* [Instructions to follow]: Copy out every row below, keeping each phrase line unchanged. Multiply every coordinate value by 2.55 and round it to the nearest whole number, rounding halves up.

Coordinate labeling data
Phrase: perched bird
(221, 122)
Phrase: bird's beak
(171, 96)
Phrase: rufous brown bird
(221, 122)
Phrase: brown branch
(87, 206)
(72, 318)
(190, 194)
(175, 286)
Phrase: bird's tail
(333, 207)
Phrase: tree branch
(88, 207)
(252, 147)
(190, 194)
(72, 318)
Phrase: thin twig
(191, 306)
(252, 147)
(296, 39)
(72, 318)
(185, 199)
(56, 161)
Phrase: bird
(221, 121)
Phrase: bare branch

* [Result of this task]:
Phrase: perched bird
(564, 311)
Phrase: bird's beak
(436, 245)
Phrase: rufous brown bird
(564, 311)
Phrase: brown branch
(222, 525)
(184, 811)
(485, 495)
(446, 729)
Phrase: bird's tail
(849, 528)
Phrase: tree branch
(224, 528)
(643, 375)
(485, 495)
(184, 811)
Phrase: thin twig
(487, 780)
(643, 375)
(755, 99)
(184, 811)
(472, 507)
(143, 411)
Phrase: bird
(564, 309)
Phrase: bare branch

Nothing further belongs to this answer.